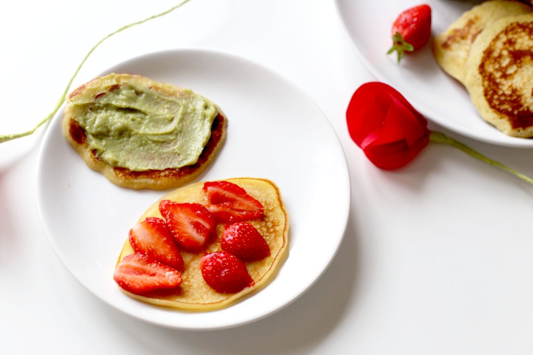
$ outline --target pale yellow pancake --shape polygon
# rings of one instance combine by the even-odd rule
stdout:
[[[466,68],[465,84],[481,117],[505,134],[533,137],[533,14],[485,29]]]
[[[264,208],[263,217],[246,221],[257,228],[270,248],[270,256],[258,261],[245,263],[248,274],[253,279],[255,284],[237,293],[223,294],[215,291],[204,280],[198,266],[198,260],[204,255],[204,251],[212,252],[221,250],[221,237],[224,232],[224,225],[221,224],[216,226],[216,240],[206,249],[198,253],[181,252],[184,266],[182,274],[183,281],[180,286],[179,294],[147,297],[126,291],[124,292],[134,298],[149,303],[175,308],[202,310],[224,307],[260,287],[266,282],[282,258],[288,241],[288,218],[279,190],[273,182],[264,179],[240,178],[228,179],[225,181],[236,184],[244,188],[252,197],[259,200]],[[141,216],[139,221],[144,220],[148,217],[162,218],[159,211],[159,202],[161,200],[206,204],[207,199],[202,190],[204,182],[196,183],[172,191],[150,206]],[[127,232],[125,234],[127,234]],[[133,250],[126,240],[118,262],[124,257],[133,253]]]
[[[473,7],[435,38],[432,48],[435,60],[445,71],[464,84],[466,61],[478,35],[495,21],[532,11],[527,5],[507,0],[491,0]]]

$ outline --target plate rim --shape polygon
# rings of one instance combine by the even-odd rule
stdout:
....
Work to be completed
All entries must be written out again exactly as given, with no pictures in the copy.

Task response
$ outline --target pale yellow pancake --shape polygon
# rings of one instance combine by the even-odd rule
stdout:
[[[466,68],[465,84],[481,117],[505,134],[533,137],[533,14],[485,29]]]
[[[264,208],[263,217],[246,221],[257,228],[270,248],[270,256],[258,261],[245,263],[248,274],[253,279],[255,284],[237,293],[223,294],[215,291],[204,280],[198,266],[198,260],[204,255],[204,251],[212,252],[221,250],[221,237],[224,232],[224,225],[221,224],[216,226],[216,240],[206,249],[198,253],[181,252],[184,266],[182,274],[183,281],[180,286],[179,294],[147,297],[126,291],[124,292],[134,298],[149,303],[175,308],[202,310],[224,307],[260,287],[266,282],[282,258],[288,241],[288,218],[279,190],[273,182],[264,179],[240,178],[228,179],[225,181],[236,184],[244,188],[252,197],[259,200]],[[141,216],[139,221],[144,220],[148,217],[162,218],[159,211],[159,202],[161,200],[206,204],[207,199],[202,190],[204,182],[196,183],[172,191],[150,206]],[[127,232],[125,234],[127,234]],[[133,250],[126,240],[118,262],[124,257],[133,253]]]
[[[473,7],[435,38],[432,48],[435,60],[445,71],[464,84],[466,61],[478,35],[495,21],[532,11],[527,5],[507,0],[491,0]]]

$ outline --target plate rim --shape polygon
# rings of one instance combine by the even-odd rule
stdout:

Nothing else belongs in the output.